The following sections summarize the scientific research we've done, and will help you to understand what music does and doesn't do. 

Mozart Effect

A lot of people think that simply listening to music, and especially classical music, helps children learn or become more intelligent. In the early 1990’s, the phrase, “The Mozart Effect” was coined. It suggested that children who listened to classical music would have cognitive benefits. While classical music is pleasant to the ears, can be soothing, and can even help to reduce pain, listening to it does not have any impact on a child’s ability to learn, and in many instances listening to it while studying actually proves to be detrimental.

In 1996, there was a large study done in Great Britain on 8,000 children. The children were divided into three groups. One group listened to Mozart, the second to a description of the experiment, and the third, pop music. After listening, each child was asked to firstly “complete a square” (a test that involved choosing the correct picture that would make the partial picture, of the square the children were given, complete). The second task involved viewing a drawing of a piece of paper that had been folded in quarters: once in half vertically and then again in half horizontally. In the folded state, shapes were cut out of the paper. Children were given options to choose which drawing accurately represented the piece of paper when it was unfolded (where would the cut-outs appear in the paper when it was unfolded?).

The results indicated that there was no significant difference, between the groups in the “complete the square” test. However, children who listened to pop music did better on the folded paper test. The overall outcome of the study showed that there is a relationship between an individually enjoyable experience (not necessarily Mozart or even music) and better spatial abilities, however it has only a temporary effect. You can read the study here.

So how does music really impact learning and the brain?


  1. Rhythm: When most people think of rhythm, they think of keeping time with music. However rhythm isn’t just found in music. It is found in nature (ocean waves, rain, wind, etc.); it is found in speech; it is found in traffic; it is found all around us.

• **Request 1**
Print the passage on music and learning from "The results indicated" to "read the study here.", word for word.
• **Request 2**
Render the lines of the records from the line with "Point out the white" to the line with "[(1166, 135), (1230, 211), (702, 91), (359, 89)]" as a JSON list of strings, one string per line, leaving out blank lines.

[Records from a point labeling set]
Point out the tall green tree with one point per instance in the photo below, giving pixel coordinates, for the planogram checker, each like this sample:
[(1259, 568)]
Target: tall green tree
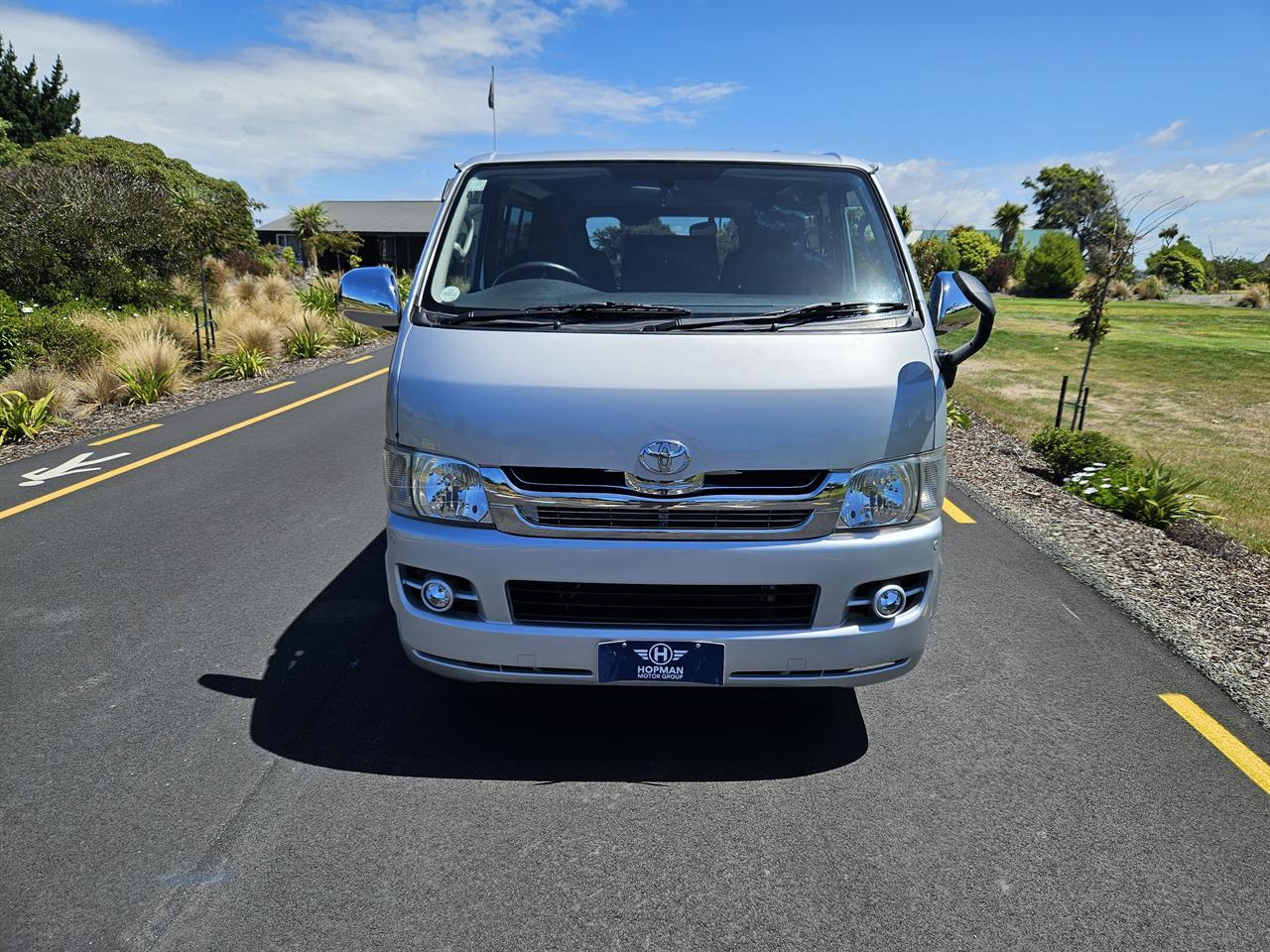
[(1079, 200), (37, 109), (905, 217), (1008, 218), (310, 222)]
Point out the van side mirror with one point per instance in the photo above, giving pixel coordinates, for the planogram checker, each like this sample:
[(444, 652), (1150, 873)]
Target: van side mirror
[(368, 296), (953, 296)]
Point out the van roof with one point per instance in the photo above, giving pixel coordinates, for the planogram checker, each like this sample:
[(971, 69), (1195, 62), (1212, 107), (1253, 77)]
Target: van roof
[(677, 155)]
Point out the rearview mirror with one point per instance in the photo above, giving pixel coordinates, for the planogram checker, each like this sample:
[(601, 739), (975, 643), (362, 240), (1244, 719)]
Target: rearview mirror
[(955, 296), (368, 296)]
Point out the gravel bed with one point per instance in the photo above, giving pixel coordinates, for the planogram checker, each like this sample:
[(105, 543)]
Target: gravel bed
[(1174, 589), (118, 417)]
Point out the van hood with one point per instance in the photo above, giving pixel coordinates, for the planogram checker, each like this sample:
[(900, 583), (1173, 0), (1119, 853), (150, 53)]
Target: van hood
[(738, 402)]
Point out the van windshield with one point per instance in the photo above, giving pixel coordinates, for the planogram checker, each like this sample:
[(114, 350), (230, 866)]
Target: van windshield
[(711, 238)]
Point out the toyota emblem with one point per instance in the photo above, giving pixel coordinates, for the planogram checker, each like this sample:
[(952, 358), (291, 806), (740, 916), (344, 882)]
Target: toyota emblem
[(665, 457)]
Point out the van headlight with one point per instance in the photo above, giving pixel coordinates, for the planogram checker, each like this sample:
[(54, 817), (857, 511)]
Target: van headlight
[(434, 486), (894, 493)]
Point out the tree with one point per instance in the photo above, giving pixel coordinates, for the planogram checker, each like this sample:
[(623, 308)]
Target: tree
[(975, 249), (229, 209), (1056, 267), (90, 232), (37, 111), (1080, 200), (1116, 241), (310, 222), (1008, 218), (905, 217)]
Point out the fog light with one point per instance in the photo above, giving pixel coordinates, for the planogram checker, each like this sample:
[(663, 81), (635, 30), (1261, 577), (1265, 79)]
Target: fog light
[(889, 601), (439, 594)]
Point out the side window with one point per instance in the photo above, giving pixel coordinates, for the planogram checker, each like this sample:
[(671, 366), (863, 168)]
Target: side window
[(462, 253), (517, 222)]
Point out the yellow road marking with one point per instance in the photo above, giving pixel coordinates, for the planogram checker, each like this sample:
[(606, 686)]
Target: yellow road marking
[(1216, 735), (126, 434), (953, 511), (183, 447), (276, 386)]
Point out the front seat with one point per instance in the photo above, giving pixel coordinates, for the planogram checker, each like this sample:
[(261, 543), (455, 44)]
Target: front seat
[(558, 234)]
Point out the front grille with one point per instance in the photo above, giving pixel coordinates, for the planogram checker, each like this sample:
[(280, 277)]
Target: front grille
[(685, 520), (552, 479), (662, 606)]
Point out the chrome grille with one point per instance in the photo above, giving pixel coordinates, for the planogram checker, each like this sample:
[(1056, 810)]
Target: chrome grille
[(616, 517), (765, 504)]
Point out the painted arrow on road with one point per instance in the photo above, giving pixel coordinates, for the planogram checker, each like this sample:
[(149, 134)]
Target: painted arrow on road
[(75, 465)]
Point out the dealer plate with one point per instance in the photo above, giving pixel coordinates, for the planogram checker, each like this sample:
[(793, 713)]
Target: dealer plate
[(661, 661)]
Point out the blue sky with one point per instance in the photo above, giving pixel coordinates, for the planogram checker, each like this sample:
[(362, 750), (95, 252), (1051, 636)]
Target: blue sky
[(957, 102)]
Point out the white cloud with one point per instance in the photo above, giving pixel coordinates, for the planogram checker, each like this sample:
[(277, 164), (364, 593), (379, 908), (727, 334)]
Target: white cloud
[(1166, 135), (1230, 211), (702, 91), (359, 89)]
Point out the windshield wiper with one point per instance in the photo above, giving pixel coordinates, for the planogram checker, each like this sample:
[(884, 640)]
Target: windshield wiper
[(559, 315), (793, 317), (606, 308)]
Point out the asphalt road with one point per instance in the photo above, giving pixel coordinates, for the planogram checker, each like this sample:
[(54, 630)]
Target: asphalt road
[(212, 742)]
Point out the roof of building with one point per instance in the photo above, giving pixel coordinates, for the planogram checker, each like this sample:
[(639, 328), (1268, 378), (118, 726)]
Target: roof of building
[(372, 217), (684, 155), (1030, 236)]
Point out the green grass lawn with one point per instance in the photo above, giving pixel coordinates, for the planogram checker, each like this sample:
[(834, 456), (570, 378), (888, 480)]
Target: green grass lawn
[(1187, 384)]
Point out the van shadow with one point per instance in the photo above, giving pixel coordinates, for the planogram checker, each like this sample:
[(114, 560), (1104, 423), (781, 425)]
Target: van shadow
[(338, 692)]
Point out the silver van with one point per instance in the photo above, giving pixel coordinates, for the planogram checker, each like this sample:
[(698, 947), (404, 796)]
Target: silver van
[(665, 416)]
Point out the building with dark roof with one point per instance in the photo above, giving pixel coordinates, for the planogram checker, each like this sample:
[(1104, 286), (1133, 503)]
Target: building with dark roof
[(393, 232)]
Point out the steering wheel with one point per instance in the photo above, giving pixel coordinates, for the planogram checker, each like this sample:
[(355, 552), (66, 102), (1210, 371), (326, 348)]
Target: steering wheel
[(517, 272)]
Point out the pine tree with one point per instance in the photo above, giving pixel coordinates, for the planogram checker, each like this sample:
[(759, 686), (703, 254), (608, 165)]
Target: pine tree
[(36, 109)]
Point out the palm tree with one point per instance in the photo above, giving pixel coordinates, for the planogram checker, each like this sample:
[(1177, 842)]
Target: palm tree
[(309, 222), (1008, 218), (905, 217)]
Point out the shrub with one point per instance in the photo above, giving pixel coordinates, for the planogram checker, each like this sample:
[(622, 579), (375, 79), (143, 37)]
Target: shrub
[(254, 333), (320, 298), (1175, 267), (96, 232), (276, 289), (241, 363), (305, 339), (48, 339), (150, 365), (245, 290), (40, 382), (957, 417), (223, 211), (99, 386), (1070, 451), (975, 249), (23, 417), (245, 262), (350, 334), (1153, 495), (1000, 271), (1056, 267), (1255, 296)]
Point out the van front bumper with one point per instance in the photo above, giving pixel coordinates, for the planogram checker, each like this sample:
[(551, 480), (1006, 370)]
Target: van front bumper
[(493, 648)]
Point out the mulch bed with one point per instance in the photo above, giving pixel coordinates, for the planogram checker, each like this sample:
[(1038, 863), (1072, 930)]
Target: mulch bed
[(1178, 584), (111, 419)]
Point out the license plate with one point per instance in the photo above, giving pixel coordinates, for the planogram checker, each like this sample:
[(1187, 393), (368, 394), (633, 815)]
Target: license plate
[(662, 661)]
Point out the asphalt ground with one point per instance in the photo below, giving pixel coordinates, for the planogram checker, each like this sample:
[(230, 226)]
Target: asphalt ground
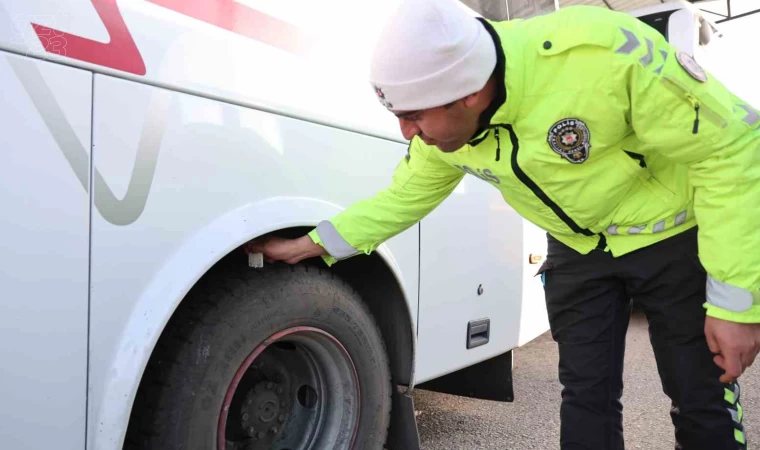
[(532, 421)]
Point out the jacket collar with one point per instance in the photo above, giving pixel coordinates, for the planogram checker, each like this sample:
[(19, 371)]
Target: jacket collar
[(499, 112)]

• **Correct response 1**
The results indicated that there was no significant difference, between the groups in the “complete the square” test. However, children who listened to pop music did better on the folded paper test. The overall outcome of the study showed that there is a relationship between an individually enjoyable experience (not necessarily Mozart or even music) and better spatial abilities, however it has only a temporary effect. You can read the study here.

• **Correct response 2**
[
  "Point out the white cloud with one point per instance in the photo above, giving pixel coordinates, for the planogram checker, each like this sample:",
  "[(277, 164), (364, 593), (379, 908), (727, 334)]",
  "Target: white cloud",
  "[(1166, 135), (1230, 211), (702, 91), (359, 89)]"
]